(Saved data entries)
>> begin

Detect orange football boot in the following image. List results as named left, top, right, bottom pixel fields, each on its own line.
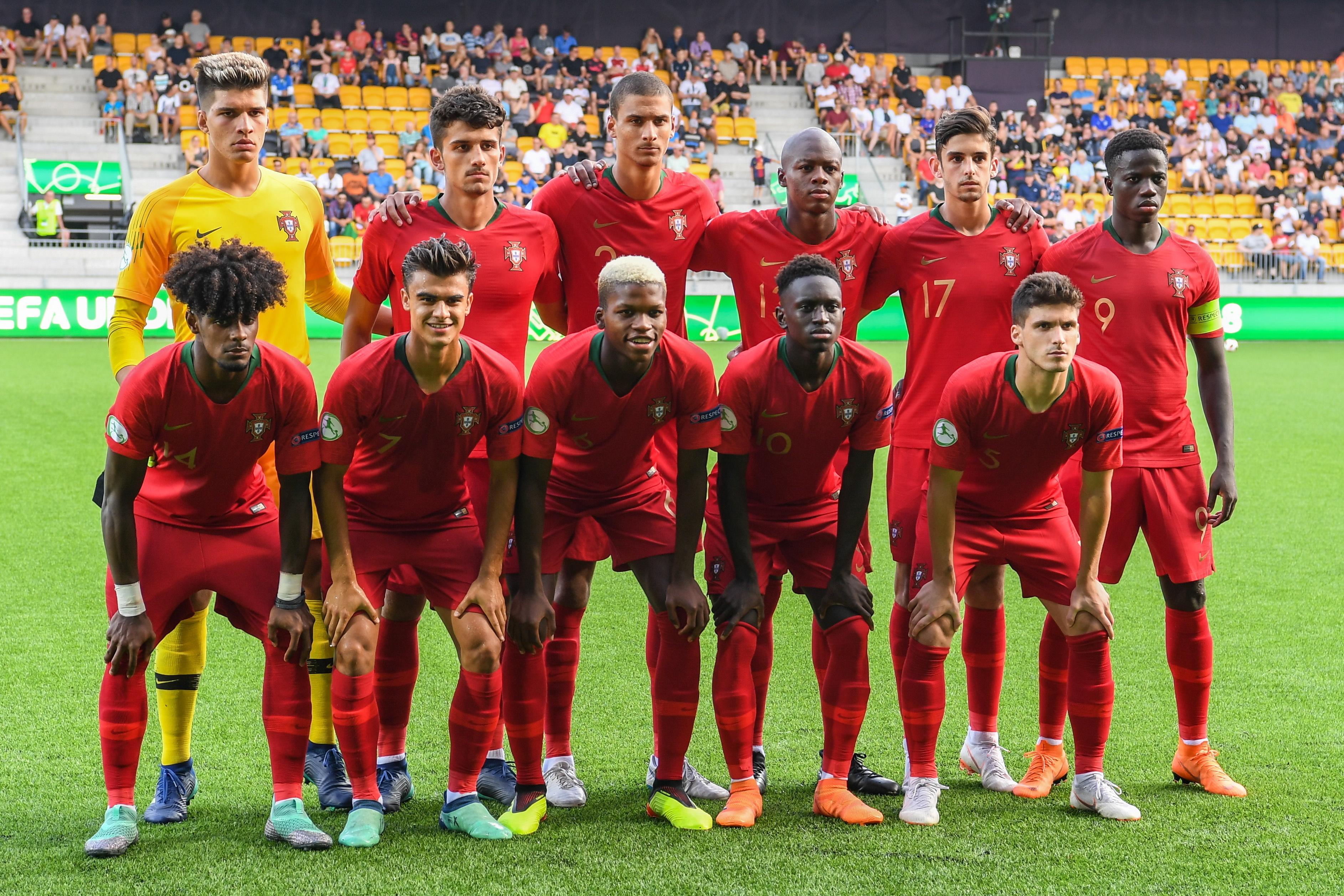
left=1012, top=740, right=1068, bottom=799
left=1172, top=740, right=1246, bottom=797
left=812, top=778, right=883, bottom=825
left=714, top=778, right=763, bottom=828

>> end
>> begin

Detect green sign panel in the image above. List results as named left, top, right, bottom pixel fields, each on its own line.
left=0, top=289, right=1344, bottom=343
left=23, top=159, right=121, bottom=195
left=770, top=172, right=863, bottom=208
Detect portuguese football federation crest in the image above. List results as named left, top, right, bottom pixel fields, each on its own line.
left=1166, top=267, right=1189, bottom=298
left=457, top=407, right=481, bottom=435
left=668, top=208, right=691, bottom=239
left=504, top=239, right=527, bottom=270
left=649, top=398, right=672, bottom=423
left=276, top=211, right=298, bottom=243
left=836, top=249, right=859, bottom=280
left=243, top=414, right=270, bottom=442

>> end

• [Goal] Rescale the lines starting with the line that contains "Detect portuguese football" and going on through the line that contains "left=649, top=398, right=672, bottom=423", and reproduce only those lines, request line included. Multiply every coordinate value in the answers by 0.25 and round to whole numbers, with halves rounded up.

• [Response for this exercise]
Detect portuguese football federation crest in the image above. List results as named left, top, right, bottom pixel fields, each on its own line.
left=292, top=67, right=297, bottom=75
left=114, top=102, right=120, bottom=109
left=167, top=52, right=173, bottom=60
left=126, top=60, right=132, bottom=68
left=162, top=100, right=168, bottom=106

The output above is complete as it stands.